§ REQUIREMENT: Pull out each row that contains the string "every". Matching is case-sensitive.

§ SUPPLIED MATERIAL:
>> start
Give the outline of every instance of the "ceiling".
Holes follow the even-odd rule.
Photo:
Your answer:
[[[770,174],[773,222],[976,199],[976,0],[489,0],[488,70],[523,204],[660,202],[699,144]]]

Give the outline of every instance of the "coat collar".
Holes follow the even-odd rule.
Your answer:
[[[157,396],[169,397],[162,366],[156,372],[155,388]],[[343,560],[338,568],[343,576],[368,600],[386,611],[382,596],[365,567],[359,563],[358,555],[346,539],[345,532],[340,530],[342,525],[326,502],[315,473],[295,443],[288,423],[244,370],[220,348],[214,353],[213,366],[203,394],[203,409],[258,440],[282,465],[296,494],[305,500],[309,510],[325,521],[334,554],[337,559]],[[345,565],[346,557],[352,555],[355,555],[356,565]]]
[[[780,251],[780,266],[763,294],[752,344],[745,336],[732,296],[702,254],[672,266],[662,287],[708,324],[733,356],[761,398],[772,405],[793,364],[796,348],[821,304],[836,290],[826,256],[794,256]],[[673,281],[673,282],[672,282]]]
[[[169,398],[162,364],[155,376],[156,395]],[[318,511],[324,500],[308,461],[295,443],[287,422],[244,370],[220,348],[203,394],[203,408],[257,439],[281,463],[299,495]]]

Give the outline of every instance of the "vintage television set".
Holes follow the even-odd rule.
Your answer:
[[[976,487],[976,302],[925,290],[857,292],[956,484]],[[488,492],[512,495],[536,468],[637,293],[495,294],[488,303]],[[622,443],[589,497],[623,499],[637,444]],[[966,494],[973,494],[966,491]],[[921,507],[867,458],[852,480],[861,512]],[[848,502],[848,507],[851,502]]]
>> end
>> start
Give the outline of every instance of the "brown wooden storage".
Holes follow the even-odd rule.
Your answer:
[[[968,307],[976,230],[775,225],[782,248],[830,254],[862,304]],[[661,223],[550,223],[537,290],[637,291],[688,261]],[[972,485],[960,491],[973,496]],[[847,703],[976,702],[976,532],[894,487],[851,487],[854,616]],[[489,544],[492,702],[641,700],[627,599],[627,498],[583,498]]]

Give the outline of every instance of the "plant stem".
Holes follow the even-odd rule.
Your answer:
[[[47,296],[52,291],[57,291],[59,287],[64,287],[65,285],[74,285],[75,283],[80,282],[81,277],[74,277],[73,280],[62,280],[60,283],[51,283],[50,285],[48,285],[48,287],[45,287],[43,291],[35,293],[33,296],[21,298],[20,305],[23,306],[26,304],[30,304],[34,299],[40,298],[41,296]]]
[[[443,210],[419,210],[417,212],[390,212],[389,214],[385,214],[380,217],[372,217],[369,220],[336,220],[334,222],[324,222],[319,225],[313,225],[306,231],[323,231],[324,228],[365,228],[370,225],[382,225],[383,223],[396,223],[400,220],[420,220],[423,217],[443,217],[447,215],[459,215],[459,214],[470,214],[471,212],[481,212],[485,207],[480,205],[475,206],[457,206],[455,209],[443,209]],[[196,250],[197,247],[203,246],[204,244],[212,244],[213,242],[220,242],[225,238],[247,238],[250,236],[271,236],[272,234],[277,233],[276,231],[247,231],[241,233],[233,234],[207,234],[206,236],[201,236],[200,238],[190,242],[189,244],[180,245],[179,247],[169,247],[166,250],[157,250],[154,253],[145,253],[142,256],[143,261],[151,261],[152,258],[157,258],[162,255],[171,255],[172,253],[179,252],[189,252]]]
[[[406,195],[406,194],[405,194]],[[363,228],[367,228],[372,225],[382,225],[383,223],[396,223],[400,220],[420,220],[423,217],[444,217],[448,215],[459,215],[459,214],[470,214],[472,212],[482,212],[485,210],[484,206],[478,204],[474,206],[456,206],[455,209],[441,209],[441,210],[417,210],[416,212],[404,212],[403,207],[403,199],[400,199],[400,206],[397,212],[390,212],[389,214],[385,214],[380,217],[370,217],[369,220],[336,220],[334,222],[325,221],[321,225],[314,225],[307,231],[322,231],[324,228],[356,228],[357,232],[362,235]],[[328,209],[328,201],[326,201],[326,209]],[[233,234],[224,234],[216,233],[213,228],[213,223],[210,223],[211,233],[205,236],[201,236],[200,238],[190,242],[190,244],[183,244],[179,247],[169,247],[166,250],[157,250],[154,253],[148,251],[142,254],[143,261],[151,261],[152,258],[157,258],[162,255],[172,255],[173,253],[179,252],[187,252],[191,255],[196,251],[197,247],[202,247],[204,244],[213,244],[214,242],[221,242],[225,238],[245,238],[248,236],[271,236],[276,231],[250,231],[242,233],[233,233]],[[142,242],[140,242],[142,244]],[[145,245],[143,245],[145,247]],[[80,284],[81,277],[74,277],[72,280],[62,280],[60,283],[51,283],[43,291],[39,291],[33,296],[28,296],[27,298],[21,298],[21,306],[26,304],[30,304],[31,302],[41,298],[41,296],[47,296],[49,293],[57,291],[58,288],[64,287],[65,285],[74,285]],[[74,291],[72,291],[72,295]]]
>> end
§ TASK RESPONSE:
Give the outline of every instance of the "ceiling".
Give the outline of every instance of the "coat collar".
Give the outline of every instance of the "vintage television set".
Give the outline of every instance of the "brown wooden storage".
Give the outline of every instance of the "plant stem".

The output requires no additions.